* [Exercise directions]
Please give every record below again exactly, and keep the pictures out.

•••••

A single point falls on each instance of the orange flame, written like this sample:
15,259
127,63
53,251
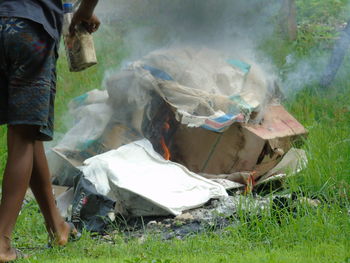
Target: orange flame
166,154
165,148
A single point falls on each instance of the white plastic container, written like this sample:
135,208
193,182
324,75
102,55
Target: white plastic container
80,49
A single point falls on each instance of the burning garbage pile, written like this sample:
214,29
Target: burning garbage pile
172,131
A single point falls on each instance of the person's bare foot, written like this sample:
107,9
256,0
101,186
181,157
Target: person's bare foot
8,253
61,237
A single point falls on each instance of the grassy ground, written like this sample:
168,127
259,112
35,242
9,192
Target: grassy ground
307,235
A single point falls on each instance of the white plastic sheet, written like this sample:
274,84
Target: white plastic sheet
136,170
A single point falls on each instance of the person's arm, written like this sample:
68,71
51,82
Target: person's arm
85,15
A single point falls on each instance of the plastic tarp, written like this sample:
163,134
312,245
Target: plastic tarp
135,171
206,88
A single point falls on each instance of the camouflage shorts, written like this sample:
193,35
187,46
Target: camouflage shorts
27,75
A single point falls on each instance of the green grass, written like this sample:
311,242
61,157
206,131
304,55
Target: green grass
303,235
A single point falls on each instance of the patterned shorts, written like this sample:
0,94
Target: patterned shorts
27,75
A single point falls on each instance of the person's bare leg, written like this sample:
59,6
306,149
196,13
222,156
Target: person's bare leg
40,184
20,143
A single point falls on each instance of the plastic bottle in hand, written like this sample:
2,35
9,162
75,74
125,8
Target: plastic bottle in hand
80,49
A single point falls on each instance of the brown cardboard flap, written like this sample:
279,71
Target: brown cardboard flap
277,123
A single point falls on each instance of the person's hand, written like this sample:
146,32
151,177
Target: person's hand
90,22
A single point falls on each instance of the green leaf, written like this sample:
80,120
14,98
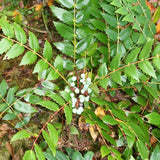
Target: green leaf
156,61
67,3
89,155
81,63
155,154
146,50
98,24
102,71
152,91
20,135
7,28
116,3
53,133
83,45
49,85
20,34
132,72
5,44
108,8
147,68
154,118
65,95
115,62
11,95
49,105
102,38
24,107
31,98
49,142
132,56
83,15
112,34
9,116
47,51
41,65
29,58
15,51
39,153
3,89
105,151
65,47
111,20
29,155
99,101
58,99
64,30
60,156
58,64
109,119
77,156
74,130
122,11
33,42
62,14
68,114
82,4
143,150
156,15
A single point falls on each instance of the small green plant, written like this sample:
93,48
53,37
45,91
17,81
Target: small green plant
107,45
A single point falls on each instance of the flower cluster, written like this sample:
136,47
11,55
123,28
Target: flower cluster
79,92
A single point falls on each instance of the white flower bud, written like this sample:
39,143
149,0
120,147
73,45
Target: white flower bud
77,91
72,84
72,95
74,78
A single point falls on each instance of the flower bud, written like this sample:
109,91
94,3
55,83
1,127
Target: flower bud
74,78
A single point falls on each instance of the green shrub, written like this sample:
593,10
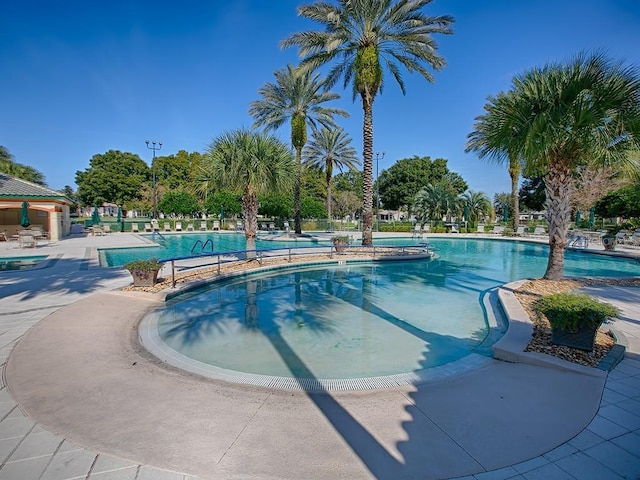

•••••

* [Result for this exercise]
A single point falls on each instance of the orange flame, written like this sample:
15,259
127,63
53,251
Target: orange flame
166,154
165,148
A single point falls on each instance of the white plastic container, written like this sample:
135,208
193,182
324,75
102,55
Target: white plastic container
80,49
A single point falls on each instance of the burning garbage pile, written like this sample:
214,29
Target: burning garbage pile
172,131
A single point falls on each instance of the person's bare foot, written like this sample:
107,9
256,0
101,186
181,157
Target: person's bare foot
8,253
61,237
A single point falls on each instance of the grassy ground, written like this sample:
168,127
259,112
35,242
9,192
Target: grassy ground
307,235
A single point falls on each instance of the white plastic sheet, written like this sample:
274,84
Target: white plastic sheet
136,170
A single point falls on each instance of the person's arm, written like this sample:
68,71
51,82
Target: person's arm
85,15
A single point falls on each instance of the plastic tarp, written like this sample:
163,134
312,245
Target: plastic tarp
135,171
206,88
A single point falls on each instance of the camouflage shorts, written like this sample:
193,35
187,46
Target: camouflage shorts
27,75
A single point falls on each instance of the green grass, written like this sample:
311,242
61,157
206,131
304,55
Target: green grass
303,235
A single point falls on each instance of the patterned shorts, written like this sample:
0,94
Target: patterned shorts
27,75
A single point falls on each instance of the person's bare leg, written like this sample:
59,6
306,149
196,13
222,156
Target: person's bare leg
40,184
20,143
A single point falls on each instance of the plastic bottle in hand, written like this sample:
2,35
9,162
75,74
125,8
Target: plastic bottle in hand
80,49
A single point falls on each instance of the brown cardboard flap, written like this sample:
279,71
Target: brown cardboard flap
277,123
A single point falls on each instance of the person's hand, written like this sample:
146,32
151,177
Target: person's hand
90,22
A single point falls on each instance of the green leaf, written like this sample:
80,120
14,98
Target: green leaf
156,61
67,3
89,155
81,63
155,154
146,50
98,24
102,71
152,91
20,135
7,28
116,3
53,133
83,45
49,85
20,34
132,72
5,44
108,8
147,68
154,118
65,95
115,62
11,95
49,105
102,38
24,107
31,98
49,142
132,56
83,15
112,34
9,116
47,51
41,65
29,58
15,51
39,153
3,89
105,151
65,47
111,20
29,155
99,101
58,99
64,30
60,156
58,64
109,119
77,156
74,130
122,11
33,42
62,14
68,114
82,4
143,150
156,15
A single point falls on each instance of the small green plant, written like this sample:
93,48
53,37
45,91
17,81
Target: small green plant
107,45
A single point falls on each instance of the flower cluster, written like this sample:
136,47
11,55
123,28
Target: flower cluster
79,92
A single point falls on each instance of the white flower bud, written like this sample:
39,143
149,0
120,147
73,45
Target: white flower bud
77,91
72,84
72,95
74,78
A single point falls on each instance of the flower bud, written like this sample:
109,91
94,3
55,83
1,127
Target: flower bud
74,78
A single point falls on each instance of the green shrub, written like this sample:
593,10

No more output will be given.